_Records from a data collection_
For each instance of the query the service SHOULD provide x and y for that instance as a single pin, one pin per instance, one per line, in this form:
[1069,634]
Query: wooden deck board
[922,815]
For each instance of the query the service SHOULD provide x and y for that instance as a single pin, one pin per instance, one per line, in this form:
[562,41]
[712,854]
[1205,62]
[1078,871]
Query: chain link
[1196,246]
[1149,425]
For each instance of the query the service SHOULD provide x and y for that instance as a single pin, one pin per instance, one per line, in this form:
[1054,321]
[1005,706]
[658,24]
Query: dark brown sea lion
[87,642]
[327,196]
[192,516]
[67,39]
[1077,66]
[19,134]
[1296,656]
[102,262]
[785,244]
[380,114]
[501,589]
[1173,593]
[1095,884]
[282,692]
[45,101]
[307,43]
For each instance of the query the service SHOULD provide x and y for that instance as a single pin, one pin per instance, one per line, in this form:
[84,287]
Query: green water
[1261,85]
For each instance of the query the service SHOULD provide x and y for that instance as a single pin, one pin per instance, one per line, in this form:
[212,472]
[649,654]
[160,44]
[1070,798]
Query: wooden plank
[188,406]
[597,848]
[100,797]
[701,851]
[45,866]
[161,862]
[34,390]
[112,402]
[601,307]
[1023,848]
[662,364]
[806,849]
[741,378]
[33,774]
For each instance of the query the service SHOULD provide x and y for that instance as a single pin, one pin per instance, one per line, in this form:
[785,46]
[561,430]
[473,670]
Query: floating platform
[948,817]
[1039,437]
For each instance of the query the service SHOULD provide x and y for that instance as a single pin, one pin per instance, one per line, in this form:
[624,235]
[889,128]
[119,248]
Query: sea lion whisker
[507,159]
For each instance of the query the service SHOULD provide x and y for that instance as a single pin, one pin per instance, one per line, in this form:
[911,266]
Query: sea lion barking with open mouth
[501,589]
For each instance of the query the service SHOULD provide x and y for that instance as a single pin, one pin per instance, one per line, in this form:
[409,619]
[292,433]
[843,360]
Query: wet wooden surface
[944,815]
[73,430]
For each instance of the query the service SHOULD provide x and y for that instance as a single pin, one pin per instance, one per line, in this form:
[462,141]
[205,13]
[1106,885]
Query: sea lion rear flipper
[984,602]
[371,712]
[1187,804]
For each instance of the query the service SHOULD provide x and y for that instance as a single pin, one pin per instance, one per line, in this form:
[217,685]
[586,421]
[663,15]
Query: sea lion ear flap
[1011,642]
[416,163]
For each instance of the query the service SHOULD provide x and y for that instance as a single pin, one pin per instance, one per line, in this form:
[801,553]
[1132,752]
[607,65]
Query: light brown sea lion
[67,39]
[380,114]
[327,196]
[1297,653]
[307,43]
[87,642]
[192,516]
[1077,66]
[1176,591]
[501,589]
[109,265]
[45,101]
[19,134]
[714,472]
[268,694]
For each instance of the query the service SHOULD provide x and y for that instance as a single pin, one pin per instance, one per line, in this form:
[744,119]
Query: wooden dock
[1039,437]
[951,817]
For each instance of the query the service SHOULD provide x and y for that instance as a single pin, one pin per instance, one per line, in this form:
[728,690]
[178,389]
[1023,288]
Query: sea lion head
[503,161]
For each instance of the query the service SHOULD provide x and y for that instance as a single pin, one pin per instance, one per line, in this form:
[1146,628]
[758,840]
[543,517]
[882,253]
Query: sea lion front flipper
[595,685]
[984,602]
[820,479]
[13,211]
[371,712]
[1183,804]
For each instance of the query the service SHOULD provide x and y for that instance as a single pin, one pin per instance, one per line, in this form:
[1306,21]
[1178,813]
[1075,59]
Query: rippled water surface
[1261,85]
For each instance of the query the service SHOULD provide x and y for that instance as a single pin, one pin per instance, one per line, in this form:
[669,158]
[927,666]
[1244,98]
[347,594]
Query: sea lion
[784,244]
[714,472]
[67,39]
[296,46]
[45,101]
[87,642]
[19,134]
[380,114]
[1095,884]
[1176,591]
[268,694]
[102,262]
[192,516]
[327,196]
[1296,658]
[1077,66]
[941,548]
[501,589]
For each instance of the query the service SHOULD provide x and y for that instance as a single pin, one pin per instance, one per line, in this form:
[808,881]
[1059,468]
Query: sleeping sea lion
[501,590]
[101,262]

_Written problem_
Exact copies of all the records are required.

_Result of the exercise_
For each instance of the query the service SHOULD provide x and y for that instance as a single pin, one pin per instance, one per line, in this form:
[1069,634]
Query: wooden deck board
[922,815]
For each instance of the query the service SHOULD provide x and y for that instance as a single pin, one pin per instance, one per line, in this form:
[562,41]
[712,854]
[1205,62]
[1078,871]
Query: chain link
[1196,246]
[1149,425]
For each instance of the query the service SHOULD provide x and y for that instance as a single pin, one pin per instance, one per line, in this form:
[1054,321]
[1005,706]
[658,24]
Query: dark brown sea lion
[87,642]
[327,196]
[192,516]
[67,39]
[1077,66]
[19,134]
[1296,656]
[102,262]
[785,244]
[380,114]
[501,589]
[1173,593]
[1095,884]
[282,692]
[45,101]
[307,43]
For each instance of the query the service SHOULD provide x and y for that instance as a single pin, one pin per instance, one per line, in this form:
[84,287]
Query: green water
[1261,85]
For each instance of the query the service SHOULD provide x and y for that instance as a single pin, one pin per instance, one per line, in this form:
[212,472]
[649,654]
[160,44]
[1070,798]
Query: wooden plank
[188,406]
[597,848]
[100,797]
[701,851]
[45,866]
[161,862]
[34,390]
[112,402]
[601,307]
[1023,848]
[662,364]
[806,849]
[741,378]
[33,774]
For each instance of the query the service SHOULD provide x and y for that instance as a single pin, one pin per instance, one per line, in this form:
[785,46]
[561,430]
[473,670]
Query: floating platform
[948,817]
[1039,437]
For each instance of the query the service SHOULD provide x and y for that instance as a single pin, one pin per instance, one per line, in this form:
[624,235]
[889,128]
[119,248]
Query: sea lion whisker
[507,159]
For each instance of the query the service SHOULD provide x and y for that instance as a single pin, one pin per instance, one per line, in this form:
[911,266]
Query: sea lion barking with open mouth
[501,589]
For each instance of the query the service SHOULD provide x and y for that instance as a single pin, one pin per instance, one per line, in this form:
[409,619]
[292,433]
[843,360]
Query: wet wooden surface
[944,815]
[73,430]
For each instance of the query the service SHOULD provide x and y for that instance as a single pin, one pin per instance, one per line, in this form:
[462,141]
[205,13]
[1106,885]
Query: sea lion rear flipper
[984,602]
[371,712]
[1187,804]
For each instance of the query the service SHOULD provide x and y for that instance as a single pin, one pin per instance, one per line, in this form:
[217,685]
[586,421]
[663,15]
Query: sea lion ear flap
[1011,642]
[416,163]
For each instance of the query the service SHOULD provide x and y for that instance as a single pin, one pin per instance, one per line, in this form:
[801,553]
[1132,752]
[607,65]
Query: light brown sea lion
[67,39]
[380,114]
[327,196]
[1297,653]
[307,43]
[87,642]
[192,516]
[1077,66]
[1176,591]
[501,589]
[109,265]
[45,101]
[19,134]
[714,472]
[268,694]
For each instance of the query the service SHOULD provide x and y for that instance as a single pin, one pin per instance, one per line, in this form:
[744,119]
Query: wooden dock
[1039,437]
[951,817]
For each instance of the query the service SHOULD provide x and y for that instance as a single pin, one pin per instance, one per line, in this form:
[728,690]
[178,389]
[1023,288]
Query: sea lion head
[503,161]
For each instance of the query the service SHOULD provide x and y for that instance as a single pin, one pin per instance, one per line, in this form:
[1146,628]
[758,840]
[543,517]
[882,253]
Query: sea lion front flipper
[595,685]
[984,602]
[820,479]
[13,211]
[371,712]
[1183,804]
For each instance of the query the service SHOULD provide x and y for that instance as a single pin, one pin per instance, one per line, in this form:
[1306,21]
[1178,813]
[1075,59]
Query: rippled water surface
[1261,85]
For each instance of the query the service SHOULD provide x and y for that instance as a single pin, one pin per instance, one per line, in this form:
[669,158]
[927,666]
[1244,98]
[347,594]
Query: sea lion
[784,244]
[714,472]
[67,39]
[296,46]
[45,101]
[87,642]
[19,134]
[380,114]
[1095,884]
[1176,591]
[268,694]
[102,262]
[192,516]
[327,196]
[1296,658]
[1077,66]
[941,548]
[501,589]
For each instance of the query the service SHOULD provide x and y for that instance as a single pin, one pin per instance, one per line, in this form:
[808,881]
[1059,468]
Query: sleeping sea lion
[501,590]
[101,262]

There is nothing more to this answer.